**Task details**
Transcribe the part of the biography of Jules Molyneaux that opens with the words containing "- Citizenship: British" and closes with "the age of 11.".

**Given text**
=-=-=

- Born: 12 July 2008 (age 17)
- Citizenship: British
- Education: Ardvreck Preparatory School, Glenalmond College

= Jules Molyneaux =

British mountaineer

Jules Molyneaux (born 12 July 2008) is a British mountaineer who became the youngest person to summit the Matterhorn at the age of 11.

== Early life and education ==
Molyneaux grew up in Highlands of Scotland. He attended Ardvreck Preparatory School, where he was introduced to outdoor education and climbing activities, and later continued his education at Glenalmond College (secondary level). He learned about early ascents of the mountain, including the 1861 expedition led by Edward Whymper, and the fear the peak historically inspired in communities living below it.

=== The Matterhorn ascent ===
In the year leading up to the ascent, Molyneaux undertook intensive physical training during the COVID-19 lockdown. On 8 July 2020, Molyneaux successfully summited the Matterhorn (4,478 metres / 14,692 feet) in Switzerland, becoming one of the youngest people to do so at age 11. Ardvreck's head (Ali Kinge) later described him as “an exceedingly determined boy” and noted the school's pride in his achievement. Molyneaux reached the summit in approximately four hours, with the descent taking another four hours.

== Recognition ==
The Matterhorn Museum and national newspapers confirmed that Molyneaux's ascent constituted a world record for age. On the same day as Molyneaux's ascent, a climber reportedly died after falling approximately 400 metres.

=-=-=

**Stored data**
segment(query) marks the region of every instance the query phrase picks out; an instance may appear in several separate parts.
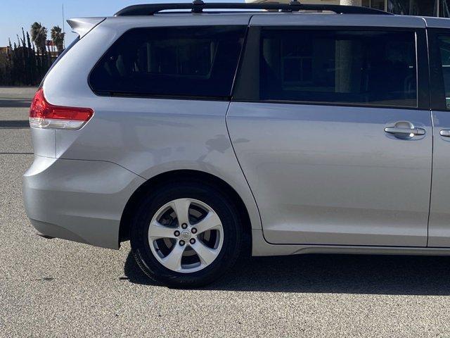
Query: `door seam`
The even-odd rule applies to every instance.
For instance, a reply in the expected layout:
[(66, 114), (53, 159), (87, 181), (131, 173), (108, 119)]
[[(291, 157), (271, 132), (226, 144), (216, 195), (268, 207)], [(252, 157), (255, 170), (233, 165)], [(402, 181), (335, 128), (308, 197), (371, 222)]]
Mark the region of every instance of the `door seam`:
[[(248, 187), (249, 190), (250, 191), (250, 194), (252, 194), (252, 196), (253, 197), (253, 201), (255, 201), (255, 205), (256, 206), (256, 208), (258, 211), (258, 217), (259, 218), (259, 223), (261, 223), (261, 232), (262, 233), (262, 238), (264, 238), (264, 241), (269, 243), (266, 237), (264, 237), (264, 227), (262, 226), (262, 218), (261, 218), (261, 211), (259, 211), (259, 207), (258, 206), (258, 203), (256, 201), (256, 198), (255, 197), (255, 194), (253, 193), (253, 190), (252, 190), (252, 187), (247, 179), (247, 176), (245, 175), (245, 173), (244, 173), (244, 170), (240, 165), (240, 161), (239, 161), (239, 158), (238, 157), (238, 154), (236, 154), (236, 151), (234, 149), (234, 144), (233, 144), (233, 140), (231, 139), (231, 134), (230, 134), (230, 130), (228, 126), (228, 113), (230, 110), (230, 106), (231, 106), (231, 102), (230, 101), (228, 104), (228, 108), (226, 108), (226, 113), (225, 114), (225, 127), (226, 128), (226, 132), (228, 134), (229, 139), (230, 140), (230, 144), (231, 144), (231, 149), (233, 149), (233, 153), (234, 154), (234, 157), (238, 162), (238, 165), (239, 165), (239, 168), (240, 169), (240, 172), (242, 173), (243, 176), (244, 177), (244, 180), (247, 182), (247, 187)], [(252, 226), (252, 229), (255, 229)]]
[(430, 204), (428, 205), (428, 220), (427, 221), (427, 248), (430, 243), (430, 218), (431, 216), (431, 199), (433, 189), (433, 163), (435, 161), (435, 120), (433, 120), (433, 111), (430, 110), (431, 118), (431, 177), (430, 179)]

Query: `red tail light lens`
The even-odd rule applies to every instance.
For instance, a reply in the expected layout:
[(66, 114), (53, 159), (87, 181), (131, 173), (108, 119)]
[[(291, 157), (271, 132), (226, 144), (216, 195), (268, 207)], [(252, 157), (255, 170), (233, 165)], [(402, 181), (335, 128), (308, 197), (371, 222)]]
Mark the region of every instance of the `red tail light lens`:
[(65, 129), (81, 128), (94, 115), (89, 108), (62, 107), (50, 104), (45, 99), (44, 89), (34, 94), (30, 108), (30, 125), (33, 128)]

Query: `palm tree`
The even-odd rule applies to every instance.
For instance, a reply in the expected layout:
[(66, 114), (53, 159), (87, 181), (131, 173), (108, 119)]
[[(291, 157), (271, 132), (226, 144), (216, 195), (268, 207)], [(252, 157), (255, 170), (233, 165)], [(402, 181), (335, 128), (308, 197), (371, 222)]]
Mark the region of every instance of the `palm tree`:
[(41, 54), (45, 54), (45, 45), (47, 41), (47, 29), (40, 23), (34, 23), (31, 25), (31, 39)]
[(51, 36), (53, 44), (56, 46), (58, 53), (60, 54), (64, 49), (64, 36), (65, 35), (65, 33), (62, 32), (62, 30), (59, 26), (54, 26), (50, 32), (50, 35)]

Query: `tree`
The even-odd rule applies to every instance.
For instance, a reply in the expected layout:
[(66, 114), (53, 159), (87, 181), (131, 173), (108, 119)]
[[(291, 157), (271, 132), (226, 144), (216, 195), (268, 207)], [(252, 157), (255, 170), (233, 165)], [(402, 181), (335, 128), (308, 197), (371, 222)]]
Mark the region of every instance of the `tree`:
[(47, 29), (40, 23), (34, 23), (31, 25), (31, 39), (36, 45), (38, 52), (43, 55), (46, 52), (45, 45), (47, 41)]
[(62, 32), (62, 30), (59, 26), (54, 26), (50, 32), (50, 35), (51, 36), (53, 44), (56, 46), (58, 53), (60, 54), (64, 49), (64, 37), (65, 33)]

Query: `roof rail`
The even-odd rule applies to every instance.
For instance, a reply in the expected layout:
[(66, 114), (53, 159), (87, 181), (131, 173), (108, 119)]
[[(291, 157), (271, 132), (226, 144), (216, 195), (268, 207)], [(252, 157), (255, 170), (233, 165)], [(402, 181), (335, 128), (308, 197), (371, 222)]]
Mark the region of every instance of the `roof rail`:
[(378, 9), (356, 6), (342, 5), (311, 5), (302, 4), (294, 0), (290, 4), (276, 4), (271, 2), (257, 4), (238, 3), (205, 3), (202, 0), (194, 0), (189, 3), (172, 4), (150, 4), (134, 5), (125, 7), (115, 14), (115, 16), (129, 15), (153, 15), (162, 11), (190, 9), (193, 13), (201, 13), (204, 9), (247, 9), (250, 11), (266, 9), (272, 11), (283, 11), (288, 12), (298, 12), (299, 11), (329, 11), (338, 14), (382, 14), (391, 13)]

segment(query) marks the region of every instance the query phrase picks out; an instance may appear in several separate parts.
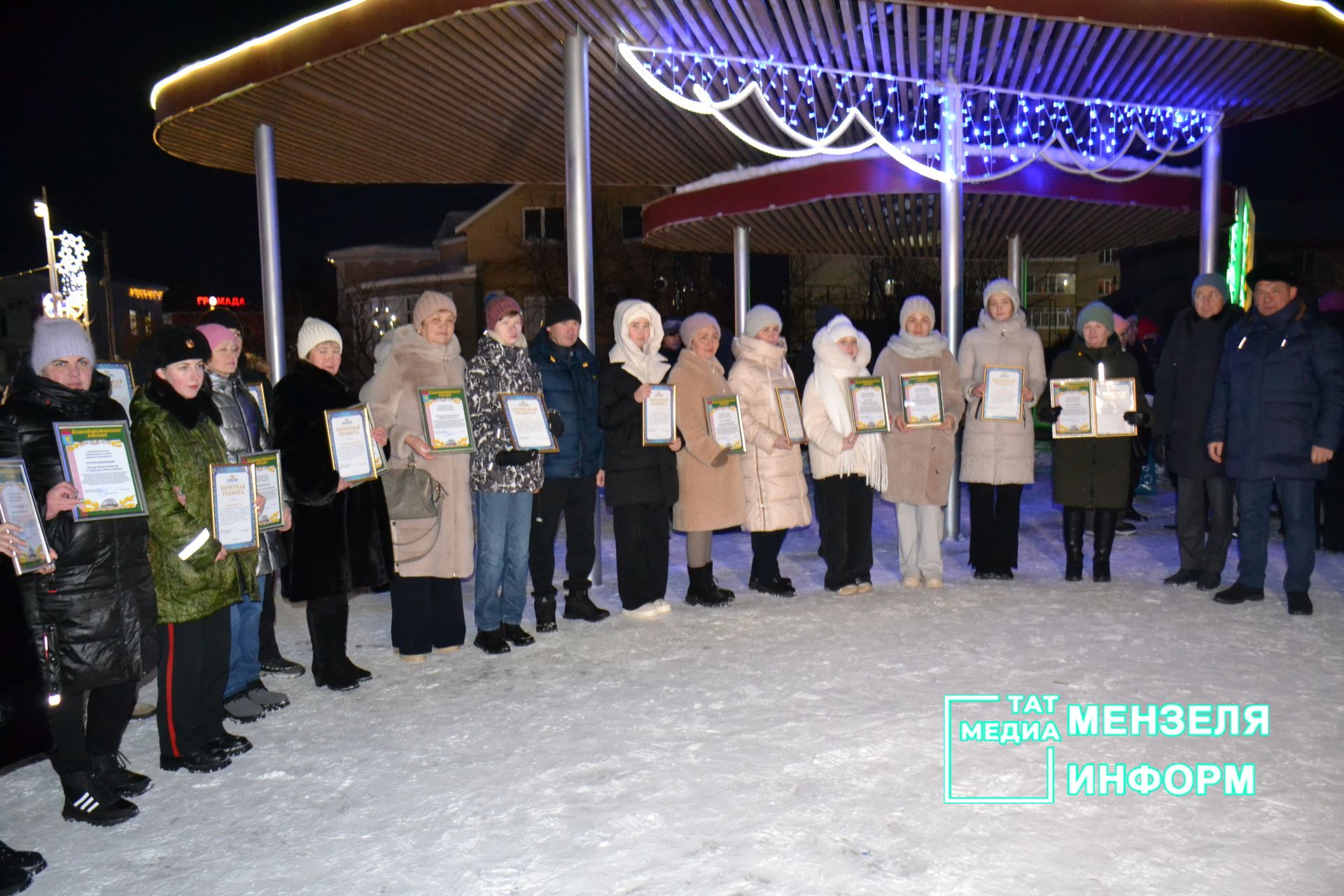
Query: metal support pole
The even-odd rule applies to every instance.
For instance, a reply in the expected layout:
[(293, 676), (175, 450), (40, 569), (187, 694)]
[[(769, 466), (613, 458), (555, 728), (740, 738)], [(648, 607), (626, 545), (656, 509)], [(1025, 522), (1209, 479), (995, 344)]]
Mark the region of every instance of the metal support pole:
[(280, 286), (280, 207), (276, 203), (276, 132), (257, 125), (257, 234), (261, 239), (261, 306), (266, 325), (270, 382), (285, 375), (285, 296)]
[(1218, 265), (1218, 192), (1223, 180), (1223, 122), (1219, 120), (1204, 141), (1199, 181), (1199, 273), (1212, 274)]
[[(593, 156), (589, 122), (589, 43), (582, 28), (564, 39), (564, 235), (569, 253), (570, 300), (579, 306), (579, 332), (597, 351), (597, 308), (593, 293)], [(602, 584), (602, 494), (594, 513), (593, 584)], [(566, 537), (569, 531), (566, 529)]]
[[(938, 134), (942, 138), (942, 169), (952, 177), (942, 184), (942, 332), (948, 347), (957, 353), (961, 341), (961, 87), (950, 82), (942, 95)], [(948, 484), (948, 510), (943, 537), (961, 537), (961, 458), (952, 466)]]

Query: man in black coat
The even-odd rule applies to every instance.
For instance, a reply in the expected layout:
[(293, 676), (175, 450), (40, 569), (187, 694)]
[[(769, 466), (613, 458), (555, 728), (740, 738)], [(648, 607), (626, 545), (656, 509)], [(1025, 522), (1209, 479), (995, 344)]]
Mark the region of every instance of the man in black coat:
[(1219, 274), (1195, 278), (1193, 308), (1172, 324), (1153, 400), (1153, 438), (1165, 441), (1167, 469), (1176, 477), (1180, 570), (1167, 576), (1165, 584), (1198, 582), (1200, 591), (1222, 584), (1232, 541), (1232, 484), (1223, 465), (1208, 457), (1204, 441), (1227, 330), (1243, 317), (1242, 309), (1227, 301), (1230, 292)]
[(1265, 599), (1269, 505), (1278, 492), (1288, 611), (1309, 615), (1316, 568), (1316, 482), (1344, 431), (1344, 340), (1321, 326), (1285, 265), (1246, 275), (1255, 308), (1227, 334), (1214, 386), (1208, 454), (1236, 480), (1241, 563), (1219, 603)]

=-=-=

**Finished exercise**
- Citizenship: British
- Education: Ardvreck Preparatory School, Glenalmond College

= Jules Molyneaux =

British mountaineer

Jules Molyneaux (born 12 July 2008) is a British mountaineer who became the youngest person to summit the Matterhorn at the age of 11.